Let's start by setting the background of my test setup…

What does the test data look like?

I started by wanting to test the difference in load speeds between data stored in an Excel table and a CSV.  To do that, I started with a CSV file with 1,044,000 rows of data, which look like this:

SNAGHTML241821a

What does my test query actually do?

The query to collect this data only has a few steps:

  • Connect to the data source
  • Promote headers (if needed)
  • Set data types
  • Load to the Data Model

Nothing fancy, and virtually no transformations.

Scenarios tested:

I decided to load the data into the Data Model, as I figured that would be fastest.  And during testing, I decided to expand the locations from which I was pulling the source data.  What I ended up testing for the data source (using the same data) were:

  1. A table in the same workbook
  2. A named range in the same workbook
  3. A CSV file
  4. A table in a different workbook
  5. A named range in a different workbook

And just for full transparency here, I turned Privacy settings off, as well as turned on Fast Data Load, trying to get the best performance possible.  (I wanted to run the tests multiple times, and hate waiting…)

Your turn to play along…

All right, enough about the test setup, let's get into this.

Just for fun, which do you think would be the fastest of these to load the data to the Data Model?  Try ranking them as to what you expect would be the best performing to worst performing.  I.e. which will refresh the quickest, and which would refresh the slowest?

For me, I expected that order to be exactly what I actually listed above.  My thoughts are that data within the workbook would be "closest" and therefore perform better since Excel already knows about it.  I'd expect the table to be more efficient than the range, since Excel already knows the table's data structure.  But I could see CSV having less overhead than an external file, since there are less parts to a CSV file than an Excel file.

And now for the great reveal!

These were generated by averaging the refresh times of 10 refreshes, excluding the initial refresh.  (I wanted a refresh, not the overhead of creating the model.)  I shut down all other applications, paused all file syncing, and did nothing else on the PC while the timing tests were running.  The main reason is that I didn't want anything impacting the tests from an external process.

image

Okay, I hear you… "what am I seeing here?"  It's a Box & Whisker plot, intended to show some statistics about the refresh times.  It measures the standard deviations of the refresh times, and the boxes show the 2nd and 3rd quartiles. The whiskers show the variance for the other times.  The fact that you can barely see those tells you that there wasn't a ton of significant variation in the testing times.  To make it a bit easier to see the impact, I also added data labels to show the mean refresh time for each data source in seconds.

> _Stored data_
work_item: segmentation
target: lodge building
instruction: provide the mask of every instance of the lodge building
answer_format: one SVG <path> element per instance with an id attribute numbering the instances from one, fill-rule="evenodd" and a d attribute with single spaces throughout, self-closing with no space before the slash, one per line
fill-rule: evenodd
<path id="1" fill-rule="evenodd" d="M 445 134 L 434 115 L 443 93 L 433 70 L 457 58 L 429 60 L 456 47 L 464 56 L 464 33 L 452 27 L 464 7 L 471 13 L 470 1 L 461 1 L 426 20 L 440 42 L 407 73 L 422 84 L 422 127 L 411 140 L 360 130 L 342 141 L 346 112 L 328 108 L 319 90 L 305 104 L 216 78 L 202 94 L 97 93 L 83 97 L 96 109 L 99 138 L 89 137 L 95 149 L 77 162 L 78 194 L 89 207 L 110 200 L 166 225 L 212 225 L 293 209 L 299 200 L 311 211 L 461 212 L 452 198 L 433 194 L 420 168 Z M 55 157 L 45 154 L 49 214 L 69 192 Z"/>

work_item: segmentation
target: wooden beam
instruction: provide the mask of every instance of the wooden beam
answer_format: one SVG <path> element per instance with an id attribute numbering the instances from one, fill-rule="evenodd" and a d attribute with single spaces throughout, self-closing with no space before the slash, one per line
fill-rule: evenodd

> _Task details_
In the Excel load-speed test write-up above, how many rows of data did the starting CSV file hold?

> _Solution_
1,044,000 rows